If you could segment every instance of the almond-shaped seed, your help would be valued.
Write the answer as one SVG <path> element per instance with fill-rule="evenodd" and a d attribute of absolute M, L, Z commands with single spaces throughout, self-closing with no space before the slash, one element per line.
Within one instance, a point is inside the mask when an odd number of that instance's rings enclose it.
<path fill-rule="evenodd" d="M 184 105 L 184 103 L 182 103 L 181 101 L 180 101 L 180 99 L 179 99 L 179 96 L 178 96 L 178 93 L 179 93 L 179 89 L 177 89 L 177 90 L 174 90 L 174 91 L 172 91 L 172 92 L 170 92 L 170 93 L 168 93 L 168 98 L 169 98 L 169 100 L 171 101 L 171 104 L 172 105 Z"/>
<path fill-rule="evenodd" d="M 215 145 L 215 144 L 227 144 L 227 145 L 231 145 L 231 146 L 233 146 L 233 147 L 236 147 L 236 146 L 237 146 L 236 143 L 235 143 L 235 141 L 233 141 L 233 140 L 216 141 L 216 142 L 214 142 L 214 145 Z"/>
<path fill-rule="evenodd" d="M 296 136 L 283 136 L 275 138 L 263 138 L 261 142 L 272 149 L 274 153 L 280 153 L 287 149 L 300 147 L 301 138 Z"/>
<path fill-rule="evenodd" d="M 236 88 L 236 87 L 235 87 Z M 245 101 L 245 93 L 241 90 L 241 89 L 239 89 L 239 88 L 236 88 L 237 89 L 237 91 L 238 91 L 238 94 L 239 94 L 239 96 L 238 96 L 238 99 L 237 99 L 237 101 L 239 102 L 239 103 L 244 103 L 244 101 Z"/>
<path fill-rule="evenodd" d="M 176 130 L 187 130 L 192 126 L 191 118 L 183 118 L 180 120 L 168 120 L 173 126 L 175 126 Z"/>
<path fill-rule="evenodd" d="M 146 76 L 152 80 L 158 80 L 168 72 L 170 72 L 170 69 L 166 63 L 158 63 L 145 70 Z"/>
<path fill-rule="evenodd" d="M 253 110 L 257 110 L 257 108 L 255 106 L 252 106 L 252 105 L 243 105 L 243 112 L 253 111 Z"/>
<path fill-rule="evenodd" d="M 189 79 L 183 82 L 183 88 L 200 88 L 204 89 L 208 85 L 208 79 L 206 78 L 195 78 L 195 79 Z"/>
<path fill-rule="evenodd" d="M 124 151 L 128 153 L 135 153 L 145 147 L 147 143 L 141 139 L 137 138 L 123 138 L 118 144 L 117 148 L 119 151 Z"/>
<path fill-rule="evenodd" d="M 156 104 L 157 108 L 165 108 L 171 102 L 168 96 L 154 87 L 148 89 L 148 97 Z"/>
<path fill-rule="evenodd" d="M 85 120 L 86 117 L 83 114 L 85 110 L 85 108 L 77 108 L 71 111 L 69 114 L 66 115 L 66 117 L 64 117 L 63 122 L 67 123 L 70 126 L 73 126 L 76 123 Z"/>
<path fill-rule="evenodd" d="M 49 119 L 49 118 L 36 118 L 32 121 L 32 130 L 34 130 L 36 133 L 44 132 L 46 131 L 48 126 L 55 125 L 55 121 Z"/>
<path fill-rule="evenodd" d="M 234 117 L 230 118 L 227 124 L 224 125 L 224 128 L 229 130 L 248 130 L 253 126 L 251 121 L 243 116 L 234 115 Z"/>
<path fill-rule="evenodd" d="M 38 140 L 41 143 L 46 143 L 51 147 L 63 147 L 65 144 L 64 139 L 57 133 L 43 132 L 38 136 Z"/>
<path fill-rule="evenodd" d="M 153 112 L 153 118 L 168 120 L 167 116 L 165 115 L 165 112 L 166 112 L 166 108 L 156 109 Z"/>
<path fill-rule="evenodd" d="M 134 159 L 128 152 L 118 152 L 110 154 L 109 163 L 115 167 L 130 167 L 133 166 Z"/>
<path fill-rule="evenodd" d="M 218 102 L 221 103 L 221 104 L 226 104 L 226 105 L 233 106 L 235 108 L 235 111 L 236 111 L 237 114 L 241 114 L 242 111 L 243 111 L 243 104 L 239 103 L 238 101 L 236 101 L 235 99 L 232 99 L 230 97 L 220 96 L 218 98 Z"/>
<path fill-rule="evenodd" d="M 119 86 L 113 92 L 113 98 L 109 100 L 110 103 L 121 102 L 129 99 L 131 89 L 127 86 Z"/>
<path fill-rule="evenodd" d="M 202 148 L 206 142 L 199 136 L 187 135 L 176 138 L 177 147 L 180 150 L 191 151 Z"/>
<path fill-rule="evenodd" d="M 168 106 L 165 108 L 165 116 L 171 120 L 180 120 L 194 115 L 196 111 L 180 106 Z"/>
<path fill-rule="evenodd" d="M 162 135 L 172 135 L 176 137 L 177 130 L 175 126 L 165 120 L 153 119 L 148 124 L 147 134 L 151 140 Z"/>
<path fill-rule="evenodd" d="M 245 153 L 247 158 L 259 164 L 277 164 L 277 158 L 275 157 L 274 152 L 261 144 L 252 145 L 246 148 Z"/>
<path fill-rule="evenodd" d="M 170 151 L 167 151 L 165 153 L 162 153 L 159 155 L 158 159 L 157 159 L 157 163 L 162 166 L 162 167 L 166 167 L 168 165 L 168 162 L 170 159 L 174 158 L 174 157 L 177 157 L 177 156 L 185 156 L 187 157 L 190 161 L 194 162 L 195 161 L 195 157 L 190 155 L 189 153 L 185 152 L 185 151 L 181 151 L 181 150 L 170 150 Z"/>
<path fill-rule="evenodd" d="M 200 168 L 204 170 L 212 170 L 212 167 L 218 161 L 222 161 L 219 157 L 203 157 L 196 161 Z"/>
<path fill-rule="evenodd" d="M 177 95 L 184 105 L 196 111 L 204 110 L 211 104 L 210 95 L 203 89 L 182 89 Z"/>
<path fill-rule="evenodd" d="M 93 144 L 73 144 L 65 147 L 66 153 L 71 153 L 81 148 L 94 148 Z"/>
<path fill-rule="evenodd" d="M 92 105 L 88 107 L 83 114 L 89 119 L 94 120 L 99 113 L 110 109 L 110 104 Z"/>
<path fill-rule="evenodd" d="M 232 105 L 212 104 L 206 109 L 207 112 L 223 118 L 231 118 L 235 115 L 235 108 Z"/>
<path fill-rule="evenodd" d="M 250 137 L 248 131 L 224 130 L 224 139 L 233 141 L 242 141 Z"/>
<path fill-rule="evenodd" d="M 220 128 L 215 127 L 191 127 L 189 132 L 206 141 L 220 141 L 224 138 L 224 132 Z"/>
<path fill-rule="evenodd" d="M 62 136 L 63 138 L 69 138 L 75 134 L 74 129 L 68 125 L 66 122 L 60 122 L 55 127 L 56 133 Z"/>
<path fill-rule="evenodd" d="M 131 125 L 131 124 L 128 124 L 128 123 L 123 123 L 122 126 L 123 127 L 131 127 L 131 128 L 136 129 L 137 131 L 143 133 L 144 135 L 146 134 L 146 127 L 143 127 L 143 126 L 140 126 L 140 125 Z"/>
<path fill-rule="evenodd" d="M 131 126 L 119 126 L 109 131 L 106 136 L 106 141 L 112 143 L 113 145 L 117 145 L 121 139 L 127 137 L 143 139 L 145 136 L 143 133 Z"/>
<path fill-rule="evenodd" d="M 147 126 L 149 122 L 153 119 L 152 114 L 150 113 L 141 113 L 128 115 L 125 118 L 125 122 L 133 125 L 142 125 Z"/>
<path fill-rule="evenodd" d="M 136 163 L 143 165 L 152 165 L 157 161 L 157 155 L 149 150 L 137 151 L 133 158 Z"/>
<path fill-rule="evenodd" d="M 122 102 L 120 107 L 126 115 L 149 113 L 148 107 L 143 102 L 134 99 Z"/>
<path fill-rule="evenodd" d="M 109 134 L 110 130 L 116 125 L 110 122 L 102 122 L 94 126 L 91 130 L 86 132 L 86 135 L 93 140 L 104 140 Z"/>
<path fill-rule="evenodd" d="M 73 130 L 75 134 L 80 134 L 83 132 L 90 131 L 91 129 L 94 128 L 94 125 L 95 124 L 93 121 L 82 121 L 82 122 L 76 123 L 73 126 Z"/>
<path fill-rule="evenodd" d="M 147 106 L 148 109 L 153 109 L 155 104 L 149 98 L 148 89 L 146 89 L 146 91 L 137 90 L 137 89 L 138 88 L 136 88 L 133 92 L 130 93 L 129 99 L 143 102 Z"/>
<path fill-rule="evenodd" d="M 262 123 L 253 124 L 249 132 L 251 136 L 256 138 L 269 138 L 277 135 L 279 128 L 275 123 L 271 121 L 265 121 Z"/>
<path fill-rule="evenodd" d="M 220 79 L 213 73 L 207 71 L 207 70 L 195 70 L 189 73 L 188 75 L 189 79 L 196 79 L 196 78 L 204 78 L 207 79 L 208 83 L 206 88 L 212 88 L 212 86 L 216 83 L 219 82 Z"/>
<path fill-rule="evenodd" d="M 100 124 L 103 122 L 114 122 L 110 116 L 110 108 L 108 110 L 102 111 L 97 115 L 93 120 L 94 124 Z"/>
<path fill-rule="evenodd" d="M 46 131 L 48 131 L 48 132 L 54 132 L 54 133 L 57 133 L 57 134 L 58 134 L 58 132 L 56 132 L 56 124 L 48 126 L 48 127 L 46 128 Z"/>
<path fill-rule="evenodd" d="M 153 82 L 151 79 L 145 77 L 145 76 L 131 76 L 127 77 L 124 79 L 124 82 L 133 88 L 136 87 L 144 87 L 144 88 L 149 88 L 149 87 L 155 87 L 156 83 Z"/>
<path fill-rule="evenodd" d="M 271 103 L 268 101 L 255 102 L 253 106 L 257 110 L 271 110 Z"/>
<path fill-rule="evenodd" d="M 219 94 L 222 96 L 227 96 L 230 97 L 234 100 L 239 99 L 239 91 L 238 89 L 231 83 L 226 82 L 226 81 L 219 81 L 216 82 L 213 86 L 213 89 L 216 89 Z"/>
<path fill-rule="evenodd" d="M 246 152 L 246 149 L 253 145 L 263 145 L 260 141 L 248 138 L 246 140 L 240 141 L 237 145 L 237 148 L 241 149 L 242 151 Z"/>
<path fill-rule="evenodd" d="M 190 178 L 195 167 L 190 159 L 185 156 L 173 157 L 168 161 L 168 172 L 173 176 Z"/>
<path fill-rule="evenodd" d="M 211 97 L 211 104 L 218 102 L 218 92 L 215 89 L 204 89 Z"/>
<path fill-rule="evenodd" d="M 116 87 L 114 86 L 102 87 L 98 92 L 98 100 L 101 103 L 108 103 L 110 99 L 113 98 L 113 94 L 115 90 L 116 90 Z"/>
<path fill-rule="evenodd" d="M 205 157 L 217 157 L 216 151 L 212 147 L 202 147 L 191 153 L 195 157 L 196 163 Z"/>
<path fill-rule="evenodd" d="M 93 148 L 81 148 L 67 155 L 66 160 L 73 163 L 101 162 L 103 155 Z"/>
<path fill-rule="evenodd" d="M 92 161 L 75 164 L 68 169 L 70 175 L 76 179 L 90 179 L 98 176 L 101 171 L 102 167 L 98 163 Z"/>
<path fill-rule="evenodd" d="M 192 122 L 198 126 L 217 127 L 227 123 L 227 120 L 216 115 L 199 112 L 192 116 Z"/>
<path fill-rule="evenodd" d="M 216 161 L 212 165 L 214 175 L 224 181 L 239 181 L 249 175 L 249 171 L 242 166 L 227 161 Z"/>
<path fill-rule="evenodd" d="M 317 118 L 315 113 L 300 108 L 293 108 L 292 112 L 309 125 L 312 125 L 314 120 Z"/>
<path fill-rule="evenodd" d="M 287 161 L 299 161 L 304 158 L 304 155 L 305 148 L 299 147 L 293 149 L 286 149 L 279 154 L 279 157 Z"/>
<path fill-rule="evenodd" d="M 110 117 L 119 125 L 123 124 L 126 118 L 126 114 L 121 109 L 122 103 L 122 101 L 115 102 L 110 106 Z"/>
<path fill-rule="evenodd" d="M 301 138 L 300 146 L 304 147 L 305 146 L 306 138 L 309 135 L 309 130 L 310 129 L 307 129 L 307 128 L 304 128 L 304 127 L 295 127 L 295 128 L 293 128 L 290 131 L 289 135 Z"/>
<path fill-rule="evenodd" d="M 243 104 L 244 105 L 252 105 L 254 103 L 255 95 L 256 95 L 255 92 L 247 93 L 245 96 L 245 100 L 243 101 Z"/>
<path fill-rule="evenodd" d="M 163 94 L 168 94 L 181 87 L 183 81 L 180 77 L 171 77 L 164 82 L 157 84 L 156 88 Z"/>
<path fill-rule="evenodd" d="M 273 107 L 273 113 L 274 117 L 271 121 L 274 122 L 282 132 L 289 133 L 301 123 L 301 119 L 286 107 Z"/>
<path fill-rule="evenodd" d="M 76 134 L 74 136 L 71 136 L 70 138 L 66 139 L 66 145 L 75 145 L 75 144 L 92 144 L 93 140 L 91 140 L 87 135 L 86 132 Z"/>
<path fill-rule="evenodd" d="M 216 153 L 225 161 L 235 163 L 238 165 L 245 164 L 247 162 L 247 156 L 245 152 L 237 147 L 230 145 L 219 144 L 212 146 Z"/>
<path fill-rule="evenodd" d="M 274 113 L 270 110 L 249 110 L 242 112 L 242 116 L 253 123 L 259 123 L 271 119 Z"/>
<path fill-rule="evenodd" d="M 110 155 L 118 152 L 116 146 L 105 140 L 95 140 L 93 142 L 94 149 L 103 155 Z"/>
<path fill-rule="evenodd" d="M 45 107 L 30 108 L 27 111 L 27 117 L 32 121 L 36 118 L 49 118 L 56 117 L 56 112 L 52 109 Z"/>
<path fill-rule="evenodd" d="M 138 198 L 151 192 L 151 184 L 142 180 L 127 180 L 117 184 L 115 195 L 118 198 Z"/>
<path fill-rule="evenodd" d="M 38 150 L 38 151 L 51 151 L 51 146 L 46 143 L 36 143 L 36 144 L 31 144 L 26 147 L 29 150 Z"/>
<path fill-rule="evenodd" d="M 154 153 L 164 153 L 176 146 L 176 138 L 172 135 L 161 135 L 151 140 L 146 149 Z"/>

-=-=-=-=-

Set down the lines of the listing word for word, from its first line through the line containing "Write the answer". Both of those lines belong in the answer, and no others do.

# EXERCISE ANSWER:
If you could segment every instance of the almond-shaped seed, your help would be valued.
Write the answer as one SVG <path> element per instance with fill-rule="evenodd" and a d attribute of absolute M, L, Z commands with single spaces throughout, self-closing with no space before the slash, one element per line.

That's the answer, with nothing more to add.